WHAT IS BEING ASKED — Start to finish, repeat the records exactly.

SOURCE MATERIAL —
------

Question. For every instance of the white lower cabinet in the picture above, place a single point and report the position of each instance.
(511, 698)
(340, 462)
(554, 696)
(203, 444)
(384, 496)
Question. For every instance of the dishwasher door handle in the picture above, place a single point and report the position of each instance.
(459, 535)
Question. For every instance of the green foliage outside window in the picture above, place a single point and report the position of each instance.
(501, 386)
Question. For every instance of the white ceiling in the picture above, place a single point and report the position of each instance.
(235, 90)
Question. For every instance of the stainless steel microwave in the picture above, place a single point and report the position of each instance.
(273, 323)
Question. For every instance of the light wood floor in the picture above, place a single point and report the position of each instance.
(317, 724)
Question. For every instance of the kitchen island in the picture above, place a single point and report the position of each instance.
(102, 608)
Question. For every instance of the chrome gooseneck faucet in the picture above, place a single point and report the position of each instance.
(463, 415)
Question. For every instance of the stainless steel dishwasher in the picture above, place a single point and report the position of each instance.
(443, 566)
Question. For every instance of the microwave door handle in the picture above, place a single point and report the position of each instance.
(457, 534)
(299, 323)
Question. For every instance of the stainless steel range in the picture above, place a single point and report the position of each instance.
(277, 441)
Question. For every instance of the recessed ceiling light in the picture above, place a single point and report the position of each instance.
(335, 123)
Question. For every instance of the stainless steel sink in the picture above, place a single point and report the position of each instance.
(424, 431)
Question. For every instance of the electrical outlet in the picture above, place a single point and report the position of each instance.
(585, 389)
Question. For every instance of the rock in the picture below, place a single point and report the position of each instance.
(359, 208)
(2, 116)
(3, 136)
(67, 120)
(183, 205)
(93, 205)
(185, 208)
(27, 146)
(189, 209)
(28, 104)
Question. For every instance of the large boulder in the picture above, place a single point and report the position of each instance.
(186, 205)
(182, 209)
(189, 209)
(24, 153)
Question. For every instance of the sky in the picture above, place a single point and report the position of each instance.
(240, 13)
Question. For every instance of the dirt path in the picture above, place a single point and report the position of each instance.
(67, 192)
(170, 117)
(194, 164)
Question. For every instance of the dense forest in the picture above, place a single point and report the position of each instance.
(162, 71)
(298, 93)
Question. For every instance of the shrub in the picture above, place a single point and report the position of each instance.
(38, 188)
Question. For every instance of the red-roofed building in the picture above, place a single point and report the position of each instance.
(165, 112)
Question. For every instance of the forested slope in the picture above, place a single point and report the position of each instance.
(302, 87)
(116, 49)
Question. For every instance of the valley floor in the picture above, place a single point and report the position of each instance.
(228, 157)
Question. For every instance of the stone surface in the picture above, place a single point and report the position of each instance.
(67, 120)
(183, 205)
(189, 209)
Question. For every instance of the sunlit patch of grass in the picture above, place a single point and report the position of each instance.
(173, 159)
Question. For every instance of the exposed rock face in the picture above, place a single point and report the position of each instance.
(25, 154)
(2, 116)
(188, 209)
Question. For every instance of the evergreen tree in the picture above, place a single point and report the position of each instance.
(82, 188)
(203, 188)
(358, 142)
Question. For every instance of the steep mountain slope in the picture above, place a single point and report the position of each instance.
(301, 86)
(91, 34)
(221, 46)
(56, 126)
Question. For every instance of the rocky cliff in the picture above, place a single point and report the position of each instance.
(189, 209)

------

ANSWER TO THE EXERCISE —
Question. For every instance of the white lower cabinet in the picture above, place a single point and report the position of each instance.
(511, 698)
(340, 462)
(554, 696)
(203, 444)
(384, 496)
Question. For every instance of the dishwasher door handle in the picture above, place a single point and report the position of each instance.
(459, 535)
Question. For every instance of the green foliage outside window in the picture above, place a single point and report the position of each instance.
(501, 386)
Question. For every instance of the white ceiling in the picture above, place a single point and report the position of each instance.
(235, 90)
Question. For every instance of the stainless steel microwave in the picture above, place a single point and report the position of each instance.
(273, 323)
Question. For every instance of the light wood floor in the picture above, place a single point and report the position of each instance.
(317, 724)
Question. For every instance of the kitchen island in the picture above, place a single point and report the position of each instance.
(102, 608)
Question. For every instance of the chrome gooseneck faucet in the picture above, place a single point and report the position of each instance.
(463, 415)
Question. For every instance of the stainless steel dishwasher in the picture above, place a single point and report the position of each instance.
(443, 566)
Question. For every instance of the microwave door handle in the picture above, place a single point and report the position of each instance.
(457, 534)
(299, 323)
Question. For every instance of the stainless steel range in the picture above, place a single point and report the position of each instance.
(277, 441)
Question. For every instance of the recessed ceiling light in the picture above, place a single point and report the position of each instance.
(335, 123)
Question. For every instance of the stainless steel sink in the picture above, place a single point and report the position of each instance.
(424, 431)
Question. For every instance of the electrical outlet in the picture above, place a single point and report the position of each instance.
(585, 389)
Question. For every instance of the rock in the picture below, place a single point and report the position of each instance.
(359, 208)
(2, 116)
(3, 136)
(67, 120)
(183, 205)
(93, 205)
(185, 208)
(27, 146)
(189, 209)
(28, 104)
Question. For every instance of the large boulder in the picture above, place a single point and report the position of each instance.
(186, 205)
(182, 209)
(189, 209)
(24, 153)
Question. For every instance of the sky in the picture above, place a single point and report the position of each instance.
(240, 13)
Question. For every instance of the dirt path in the picture above, place a single point and report the position of each instance.
(67, 192)
(170, 117)
(194, 164)
Question. For every instance of the dense forest in the picture above, place a single point and report the position of each instance.
(162, 71)
(298, 93)
Question. For every instance of the shrub in the picture above, place a single point and report the position of each instance.
(38, 188)
Question. For every instance of the red-roofed building in the picture above, place a single point and report the position of each instance.
(165, 112)
Question. For every instance of the forested slope in the picture above, place a single point and report the position of each instance.
(302, 87)
(116, 49)
Question. For every instance of the valley floor in the picture above, place a single point and report the position of each instance.
(228, 157)
Question. For every instance of the stone surface in the picture above, place a single point and report the position of each instance.
(67, 120)
(183, 205)
(189, 209)
Question. For every instance of the sunlit patch of grass in the picture above, place a single point and report the position of each instance.
(173, 159)
Question. For every instance of the exposed rock face in the picture above, place a single point and report the position of each instance.
(25, 154)
(2, 116)
(188, 209)
Question. For every instance of the evergreen tree in the picture above, place a single point and report the position of each instance.
(82, 188)
(203, 188)
(358, 142)
Question. For every instance of the steep mountain slope in the picture above, place a single point and report the position of each instance.
(301, 86)
(91, 34)
(221, 46)
(56, 126)
Question. For every instance of the rocky cliff in the picture above, place a single point and report the position of each instance.
(189, 209)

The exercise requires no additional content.